Material to process >>

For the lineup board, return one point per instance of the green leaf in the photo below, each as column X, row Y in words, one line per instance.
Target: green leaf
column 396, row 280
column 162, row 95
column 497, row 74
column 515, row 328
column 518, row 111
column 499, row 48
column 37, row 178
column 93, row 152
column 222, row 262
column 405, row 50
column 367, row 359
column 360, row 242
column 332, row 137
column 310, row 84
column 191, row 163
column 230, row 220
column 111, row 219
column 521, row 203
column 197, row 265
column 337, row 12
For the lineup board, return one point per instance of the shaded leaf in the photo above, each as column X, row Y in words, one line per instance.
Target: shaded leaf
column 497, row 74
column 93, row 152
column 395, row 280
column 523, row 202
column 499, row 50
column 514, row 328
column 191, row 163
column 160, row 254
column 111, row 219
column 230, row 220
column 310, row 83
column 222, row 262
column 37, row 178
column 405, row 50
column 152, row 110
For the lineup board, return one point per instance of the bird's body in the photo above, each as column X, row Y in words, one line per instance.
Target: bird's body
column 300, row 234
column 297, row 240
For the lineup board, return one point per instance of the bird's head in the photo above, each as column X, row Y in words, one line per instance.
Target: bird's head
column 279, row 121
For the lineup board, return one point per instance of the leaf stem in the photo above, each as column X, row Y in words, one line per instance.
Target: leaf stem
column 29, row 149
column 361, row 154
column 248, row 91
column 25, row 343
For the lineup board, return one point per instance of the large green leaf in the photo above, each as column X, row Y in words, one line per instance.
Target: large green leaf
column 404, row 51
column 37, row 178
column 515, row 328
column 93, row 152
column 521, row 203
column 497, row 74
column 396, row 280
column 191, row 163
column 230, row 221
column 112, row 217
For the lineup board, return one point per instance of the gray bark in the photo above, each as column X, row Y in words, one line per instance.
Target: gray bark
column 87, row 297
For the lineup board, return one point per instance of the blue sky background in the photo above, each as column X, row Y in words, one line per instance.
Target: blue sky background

What to produce >>
Please copy everything in the rows above, unchanged, from the line containing "the bird's body" down to the line containing "column 297, row 240", including both of those lines.

Result below >>
For the lineup board, return one point per instance of the bird's body in the photo above, each as column X, row Y in words, one line per instance.
Target: bird's body
column 300, row 234
column 297, row 240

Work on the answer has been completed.